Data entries
## START
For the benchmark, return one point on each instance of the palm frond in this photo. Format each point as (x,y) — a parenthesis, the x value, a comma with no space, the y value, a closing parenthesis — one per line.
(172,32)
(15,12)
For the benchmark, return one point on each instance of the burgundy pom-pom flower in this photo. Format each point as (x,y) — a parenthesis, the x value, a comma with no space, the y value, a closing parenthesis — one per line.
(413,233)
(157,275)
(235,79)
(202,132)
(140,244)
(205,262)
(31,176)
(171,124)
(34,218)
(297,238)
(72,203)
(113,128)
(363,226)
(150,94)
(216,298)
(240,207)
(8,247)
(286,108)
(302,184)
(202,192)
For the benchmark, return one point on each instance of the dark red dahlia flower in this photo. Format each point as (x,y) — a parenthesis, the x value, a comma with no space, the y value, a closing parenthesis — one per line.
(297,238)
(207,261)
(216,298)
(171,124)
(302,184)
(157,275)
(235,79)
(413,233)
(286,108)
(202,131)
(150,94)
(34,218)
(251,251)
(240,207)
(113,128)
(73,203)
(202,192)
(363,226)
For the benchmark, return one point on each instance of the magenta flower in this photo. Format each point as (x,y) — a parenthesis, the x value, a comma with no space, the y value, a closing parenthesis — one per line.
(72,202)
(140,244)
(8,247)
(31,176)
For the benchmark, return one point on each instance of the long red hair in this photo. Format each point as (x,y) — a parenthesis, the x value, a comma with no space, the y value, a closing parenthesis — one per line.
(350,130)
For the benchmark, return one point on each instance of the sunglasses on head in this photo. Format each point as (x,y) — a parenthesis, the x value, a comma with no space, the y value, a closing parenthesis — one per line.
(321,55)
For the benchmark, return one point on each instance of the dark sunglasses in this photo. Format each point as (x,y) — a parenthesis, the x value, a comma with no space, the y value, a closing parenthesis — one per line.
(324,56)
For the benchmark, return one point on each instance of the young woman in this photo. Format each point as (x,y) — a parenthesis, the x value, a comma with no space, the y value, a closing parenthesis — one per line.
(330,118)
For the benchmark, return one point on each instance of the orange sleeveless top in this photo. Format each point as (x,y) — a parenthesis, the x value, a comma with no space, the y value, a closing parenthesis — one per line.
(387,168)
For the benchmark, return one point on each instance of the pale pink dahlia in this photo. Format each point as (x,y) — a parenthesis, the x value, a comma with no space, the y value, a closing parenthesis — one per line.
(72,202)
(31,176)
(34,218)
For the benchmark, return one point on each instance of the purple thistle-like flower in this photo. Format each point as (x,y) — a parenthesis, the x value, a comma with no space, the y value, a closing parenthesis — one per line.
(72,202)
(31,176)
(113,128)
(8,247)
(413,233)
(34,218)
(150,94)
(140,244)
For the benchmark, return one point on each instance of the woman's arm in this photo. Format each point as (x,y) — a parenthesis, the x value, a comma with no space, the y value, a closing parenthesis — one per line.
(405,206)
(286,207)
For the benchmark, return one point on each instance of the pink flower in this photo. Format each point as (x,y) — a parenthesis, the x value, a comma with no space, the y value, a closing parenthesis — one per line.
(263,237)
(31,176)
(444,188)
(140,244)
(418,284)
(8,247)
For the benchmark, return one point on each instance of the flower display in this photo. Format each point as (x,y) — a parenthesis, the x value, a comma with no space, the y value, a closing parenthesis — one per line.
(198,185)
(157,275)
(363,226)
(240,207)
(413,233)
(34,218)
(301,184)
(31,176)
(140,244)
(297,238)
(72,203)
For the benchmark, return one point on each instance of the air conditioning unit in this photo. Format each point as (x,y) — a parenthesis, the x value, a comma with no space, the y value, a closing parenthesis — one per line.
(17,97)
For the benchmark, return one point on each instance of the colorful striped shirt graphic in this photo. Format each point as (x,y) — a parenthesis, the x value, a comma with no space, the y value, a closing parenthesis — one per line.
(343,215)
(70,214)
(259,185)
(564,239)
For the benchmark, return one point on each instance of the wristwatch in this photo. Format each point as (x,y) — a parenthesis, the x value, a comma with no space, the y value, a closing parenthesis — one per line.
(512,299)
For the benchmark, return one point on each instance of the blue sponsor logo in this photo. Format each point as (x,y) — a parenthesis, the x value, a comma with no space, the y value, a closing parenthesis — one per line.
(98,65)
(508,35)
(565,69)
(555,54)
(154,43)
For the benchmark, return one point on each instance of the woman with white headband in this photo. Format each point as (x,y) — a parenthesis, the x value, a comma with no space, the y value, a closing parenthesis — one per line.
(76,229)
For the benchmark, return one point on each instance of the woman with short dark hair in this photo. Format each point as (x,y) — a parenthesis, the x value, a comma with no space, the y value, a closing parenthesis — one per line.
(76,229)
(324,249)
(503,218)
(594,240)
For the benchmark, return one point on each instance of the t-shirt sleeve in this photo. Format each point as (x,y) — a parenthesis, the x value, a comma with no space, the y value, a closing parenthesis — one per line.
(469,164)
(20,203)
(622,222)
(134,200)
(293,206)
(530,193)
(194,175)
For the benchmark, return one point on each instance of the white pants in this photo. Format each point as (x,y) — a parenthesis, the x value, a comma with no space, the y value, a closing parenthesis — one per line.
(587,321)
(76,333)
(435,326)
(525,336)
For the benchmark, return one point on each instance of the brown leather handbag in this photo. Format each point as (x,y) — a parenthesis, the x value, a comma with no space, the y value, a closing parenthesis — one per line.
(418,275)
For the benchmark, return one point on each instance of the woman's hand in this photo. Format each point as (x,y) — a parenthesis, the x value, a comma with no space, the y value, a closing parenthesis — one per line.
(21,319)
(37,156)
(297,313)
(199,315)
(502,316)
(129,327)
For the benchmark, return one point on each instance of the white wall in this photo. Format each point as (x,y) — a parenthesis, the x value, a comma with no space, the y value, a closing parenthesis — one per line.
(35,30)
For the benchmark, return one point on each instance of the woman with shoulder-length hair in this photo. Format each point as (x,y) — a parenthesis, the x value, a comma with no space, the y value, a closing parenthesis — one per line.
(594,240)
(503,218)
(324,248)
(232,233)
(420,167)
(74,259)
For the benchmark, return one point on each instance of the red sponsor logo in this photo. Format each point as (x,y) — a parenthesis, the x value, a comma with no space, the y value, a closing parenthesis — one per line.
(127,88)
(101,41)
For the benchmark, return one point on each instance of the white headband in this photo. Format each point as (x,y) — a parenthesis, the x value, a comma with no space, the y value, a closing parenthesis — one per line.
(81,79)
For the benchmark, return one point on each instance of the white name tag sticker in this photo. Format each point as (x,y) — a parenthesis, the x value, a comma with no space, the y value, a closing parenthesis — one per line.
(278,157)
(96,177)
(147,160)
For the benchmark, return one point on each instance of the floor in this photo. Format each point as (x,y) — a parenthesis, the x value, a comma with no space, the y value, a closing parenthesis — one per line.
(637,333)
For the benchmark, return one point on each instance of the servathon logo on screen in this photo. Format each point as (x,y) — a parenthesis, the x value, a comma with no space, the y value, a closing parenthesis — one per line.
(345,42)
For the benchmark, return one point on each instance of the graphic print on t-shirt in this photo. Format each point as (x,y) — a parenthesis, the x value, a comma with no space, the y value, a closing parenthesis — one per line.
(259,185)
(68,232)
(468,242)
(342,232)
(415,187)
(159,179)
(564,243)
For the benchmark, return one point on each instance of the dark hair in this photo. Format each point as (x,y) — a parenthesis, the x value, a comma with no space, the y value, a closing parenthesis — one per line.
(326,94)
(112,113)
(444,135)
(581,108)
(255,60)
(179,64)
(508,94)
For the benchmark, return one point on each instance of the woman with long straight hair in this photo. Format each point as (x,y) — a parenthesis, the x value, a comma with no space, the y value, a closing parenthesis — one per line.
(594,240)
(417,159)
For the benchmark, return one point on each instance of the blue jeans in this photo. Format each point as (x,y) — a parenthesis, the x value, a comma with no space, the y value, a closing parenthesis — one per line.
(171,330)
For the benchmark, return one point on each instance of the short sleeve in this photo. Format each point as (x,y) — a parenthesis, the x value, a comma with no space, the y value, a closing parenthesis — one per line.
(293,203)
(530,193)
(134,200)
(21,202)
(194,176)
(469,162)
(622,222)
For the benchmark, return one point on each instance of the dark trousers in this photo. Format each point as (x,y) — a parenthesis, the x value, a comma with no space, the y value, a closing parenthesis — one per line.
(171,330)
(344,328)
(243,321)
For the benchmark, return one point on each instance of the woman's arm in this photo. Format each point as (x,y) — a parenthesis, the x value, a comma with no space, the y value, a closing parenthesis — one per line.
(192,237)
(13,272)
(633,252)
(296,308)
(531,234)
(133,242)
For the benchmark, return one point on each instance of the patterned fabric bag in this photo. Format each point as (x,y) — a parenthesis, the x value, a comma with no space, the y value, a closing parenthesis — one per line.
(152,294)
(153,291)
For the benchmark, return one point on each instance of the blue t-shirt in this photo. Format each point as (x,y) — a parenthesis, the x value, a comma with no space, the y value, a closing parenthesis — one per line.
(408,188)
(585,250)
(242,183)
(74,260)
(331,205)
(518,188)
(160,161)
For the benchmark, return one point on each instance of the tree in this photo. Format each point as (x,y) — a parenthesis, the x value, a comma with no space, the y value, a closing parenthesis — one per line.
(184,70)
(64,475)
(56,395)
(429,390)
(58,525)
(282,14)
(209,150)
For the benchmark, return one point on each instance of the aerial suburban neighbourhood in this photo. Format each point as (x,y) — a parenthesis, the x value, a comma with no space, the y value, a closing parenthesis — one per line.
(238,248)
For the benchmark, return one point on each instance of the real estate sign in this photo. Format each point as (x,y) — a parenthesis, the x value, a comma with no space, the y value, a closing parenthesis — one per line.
## END
INSTRUCTION. Output the lines of the listing exactly, beginning with the line that contains "of the aerial" and continuing through the end of the listing.

EXERCISE RESPONSE.
For the benchmark, return one point on each instance of the aerial suburban neighbourhood in this photo. Format each point as (x,y) — a parenthesis, the x value, a comma with no space, the y value, a closing parenthesis — one per line.
(238,248)
For the benchmark, return one point on each instance of the real estate sign in this photo. Format each point as (x,y) — a parenthesis, the x value, a comma with no space, the y value, a closing parenthesis — one per line.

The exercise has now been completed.